» **练习题目**
收集下列材料中所有含有字符串“nose”的行，逐行照抄，区分大小写。

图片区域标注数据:
========================

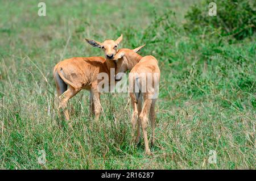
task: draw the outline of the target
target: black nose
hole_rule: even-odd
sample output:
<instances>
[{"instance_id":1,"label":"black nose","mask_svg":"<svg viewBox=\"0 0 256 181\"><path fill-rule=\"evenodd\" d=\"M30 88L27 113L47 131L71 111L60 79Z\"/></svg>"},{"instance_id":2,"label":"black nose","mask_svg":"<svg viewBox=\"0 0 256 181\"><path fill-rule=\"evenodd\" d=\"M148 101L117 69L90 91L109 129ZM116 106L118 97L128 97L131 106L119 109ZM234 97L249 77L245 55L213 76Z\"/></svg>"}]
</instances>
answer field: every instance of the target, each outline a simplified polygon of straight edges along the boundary
<instances>
[{"instance_id":1,"label":"black nose","mask_svg":"<svg viewBox=\"0 0 256 181\"><path fill-rule=\"evenodd\" d=\"M113 58L114 58L114 54L112 54L110 55L107 54L107 58L109 59L112 59Z\"/></svg>"}]
</instances>

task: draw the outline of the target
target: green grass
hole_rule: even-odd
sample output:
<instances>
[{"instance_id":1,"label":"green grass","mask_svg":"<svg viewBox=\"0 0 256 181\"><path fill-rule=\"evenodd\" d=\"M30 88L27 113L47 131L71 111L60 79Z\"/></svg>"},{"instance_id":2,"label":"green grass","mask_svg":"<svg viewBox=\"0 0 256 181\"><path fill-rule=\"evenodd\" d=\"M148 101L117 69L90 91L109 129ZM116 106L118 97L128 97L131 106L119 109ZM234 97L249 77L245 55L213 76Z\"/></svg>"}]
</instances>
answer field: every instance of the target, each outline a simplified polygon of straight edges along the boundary
<instances>
[{"instance_id":1,"label":"green grass","mask_svg":"<svg viewBox=\"0 0 256 181\"><path fill-rule=\"evenodd\" d=\"M47 16L39 17L35 1L1 1L0 168L255 169L255 37L230 44L217 31L185 31L194 1L45 1ZM55 65L104 56L84 37L121 33L121 47L146 43L140 53L159 62L152 156L144 155L143 140L130 145L126 93L103 94L95 123L82 91L69 105L74 130L56 124ZM38 163L40 150L46 165ZM211 150L216 163L208 161Z\"/></svg>"}]
</instances>

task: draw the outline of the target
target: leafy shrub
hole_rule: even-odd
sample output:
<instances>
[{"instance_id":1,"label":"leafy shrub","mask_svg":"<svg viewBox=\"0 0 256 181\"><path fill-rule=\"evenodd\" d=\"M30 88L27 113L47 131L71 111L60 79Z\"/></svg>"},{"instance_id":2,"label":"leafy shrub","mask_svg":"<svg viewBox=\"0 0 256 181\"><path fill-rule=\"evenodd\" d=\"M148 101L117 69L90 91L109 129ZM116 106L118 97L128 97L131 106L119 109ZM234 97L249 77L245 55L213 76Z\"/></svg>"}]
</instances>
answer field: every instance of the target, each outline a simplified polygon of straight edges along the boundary
<instances>
[{"instance_id":1,"label":"leafy shrub","mask_svg":"<svg viewBox=\"0 0 256 181\"><path fill-rule=\"evenodd\" d=\"M217 5L217 16L208 15L210 2ZM220 31L221 36L232 36L242 40L251 36L256 30L255 3L248 0L205 1L193 5L185 18L184 28L193 32L209 27Z\"/></svg>"}]
</instances>

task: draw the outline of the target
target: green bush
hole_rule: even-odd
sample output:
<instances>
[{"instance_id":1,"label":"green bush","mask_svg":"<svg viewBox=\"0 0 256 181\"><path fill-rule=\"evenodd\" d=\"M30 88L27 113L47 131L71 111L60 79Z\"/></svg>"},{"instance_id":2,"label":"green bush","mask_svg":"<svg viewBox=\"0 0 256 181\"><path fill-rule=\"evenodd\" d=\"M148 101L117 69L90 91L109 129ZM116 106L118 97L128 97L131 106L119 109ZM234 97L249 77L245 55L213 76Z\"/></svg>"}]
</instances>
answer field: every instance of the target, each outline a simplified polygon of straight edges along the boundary
<instances>
[{"instance_id":1,"label":"green bush","mask_svg":"<svg viewBox=\"0 0 256 181\"><path fill-rule=\"evenodd\" d=\"M208 15L211 2L217 5L216 16ZM185 16L187 22L184 27L193 32L201 32L206 27L213 28L219 30L221 36L242 40L255 32L255 2L248 0L206 1L192 6Z\"/></svg>"}]
</instances>

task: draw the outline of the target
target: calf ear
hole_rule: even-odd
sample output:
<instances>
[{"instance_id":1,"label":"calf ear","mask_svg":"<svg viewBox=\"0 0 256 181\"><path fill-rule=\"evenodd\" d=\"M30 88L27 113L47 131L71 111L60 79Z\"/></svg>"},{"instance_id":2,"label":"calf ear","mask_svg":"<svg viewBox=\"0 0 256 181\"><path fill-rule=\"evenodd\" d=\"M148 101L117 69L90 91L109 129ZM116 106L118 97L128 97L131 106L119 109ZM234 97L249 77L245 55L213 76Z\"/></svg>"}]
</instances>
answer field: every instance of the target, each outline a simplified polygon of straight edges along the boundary
<instances>
[{"instance_id":1,"label":"calf ear","mask_svg":"<svg viewBox=\"0 0 256 181\"><path fill-rule=\"evenodd\" d=\"M137 47L137 48L134 49L133 50L133 51L134 51L134 52L135 52L135 53L137 53L137 52L139 52L142 48L143 48L144 47L145 47L145 45L146 45L146 44L144 44L144 45L142 45L142 46Z\"/></svg>"},{"instance_id":2,"label":"calf ear","mask_svg":"<svg viewBox=\"0 0 256 181\"><path fill-rule=\"evenodd\" d=\"M86 40L87 43L93 47L101 48L101 43L88 39L85 39L85 40Z\"/></svg>"},{"instance_id":3,"label":"calf ear","mask_svg":"<svg viewBox=\"0 0 256 181\"><path fill-rule=\"evenodd\" d=\"M120 53L117 53L114 57L114 60L118 60L121 58L123 57L123 56L125 56L125 52L121 52Z\"/></svg>"},{"instance_id":4,"label":"calf ear","mask_svg":"<svg viewBox=\"0 0 256 181\"><path fill-rule=\"evenodd\" d=\"M117 44L119 44L120 43L120 42L122 41L122 40L123 40L123 34L121 34L121 36L120 36L119 37L118 37L117 40L115 40L115 43Z\"/></svg>"}]
</instances>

========================

» **本题输出**
target: black nose
[{"instance_id":1,"label":"black nose","mask_svg":"<svg viewBox=\"0 0 256 181\"><path fill-rule=\"evenodd\" d=\"M30 88L27 113L47 131L71 111L60 79Z\"/></svg>"},{"instance_id":2,"label":"black nose","mask_svg":"<svg viewBox=\"0 0 256 181\"><path fill-rule=\"evenodd\" d=\"M148 101L117 69L90 91L109 129ZM116 106L118 97L128 97L131 106L119 109ZM234 97L249 77L245 55L213 76Z\"/></svg>"}]
[{"instance_id":1,"label":"black nose","mask_svg":"<svg viewBox=\"0 0 256 181\"><path fill-rule=\"evenodd\" d=\"M113 58L114 58L114 54L112 54L110 55L107 54L107 58L109 59L112 59Z\"/></svg>"}]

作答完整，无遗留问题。